**Aim of the task**:
Please rescale the rows from the start through the line with "[83,178,159,209]", inclusive: reproduce every line, requests included, with each box coordinate in the answers multiplied by 0.65 and rounded to a whole number, halves rounded up.

--- START OF Exercise input ---

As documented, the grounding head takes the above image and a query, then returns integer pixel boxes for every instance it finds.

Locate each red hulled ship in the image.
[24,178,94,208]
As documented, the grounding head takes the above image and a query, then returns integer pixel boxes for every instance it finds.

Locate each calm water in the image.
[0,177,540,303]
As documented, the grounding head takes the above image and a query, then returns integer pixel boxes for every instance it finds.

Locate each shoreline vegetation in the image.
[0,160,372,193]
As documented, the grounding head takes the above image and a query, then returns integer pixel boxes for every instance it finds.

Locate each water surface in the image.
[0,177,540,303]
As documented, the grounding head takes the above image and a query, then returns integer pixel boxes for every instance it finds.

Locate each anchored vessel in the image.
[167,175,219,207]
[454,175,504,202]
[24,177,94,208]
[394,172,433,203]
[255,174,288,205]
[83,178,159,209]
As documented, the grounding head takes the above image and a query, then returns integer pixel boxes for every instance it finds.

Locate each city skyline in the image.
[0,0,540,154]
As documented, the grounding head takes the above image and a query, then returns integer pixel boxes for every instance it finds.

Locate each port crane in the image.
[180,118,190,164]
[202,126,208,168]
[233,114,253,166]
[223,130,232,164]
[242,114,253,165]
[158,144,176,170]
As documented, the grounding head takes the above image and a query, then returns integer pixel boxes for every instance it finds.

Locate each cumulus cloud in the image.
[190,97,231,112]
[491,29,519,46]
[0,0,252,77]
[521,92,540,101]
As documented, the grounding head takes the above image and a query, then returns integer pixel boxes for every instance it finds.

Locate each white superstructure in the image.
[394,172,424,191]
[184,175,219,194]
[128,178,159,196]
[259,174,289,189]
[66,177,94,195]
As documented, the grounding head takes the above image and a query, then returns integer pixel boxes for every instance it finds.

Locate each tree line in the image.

--- END OF Exercise input ---

**Exercise solution**:
As documented, the grounding head takes the above image and a query, then returns integer pixel boxes for every instance it finds.

Locate each red hulled ship in the image.
[16,116,61,135]
As documented, the grounding head takes the above image and a query, then returns integer pixel boxes for every instance it finds.

Locate each calm water in the image.
[0,115,351,197]
As documented, the grounding head takes the above image and a query, then returns integer pixel boxes for every instance it finds.

Locate each shoreline vegetation in the image.
[0,104,242,125]
As documented, the grounding head takes the above image and a query, then returns integer pixel boxes for every instance it finds.

Locate each water surface in the image.
[0,115,351,197]
As documented, the grounding head takes the above image and a query, then returns integer pixel boxes for every instance it finds.

Locate each anchored vessel in the image.
[109,114,142,135]
[295,114,328,131]
[16,115,61,135]
[256,112,281,132]
[166,113,187,133]
[54,116,103,136]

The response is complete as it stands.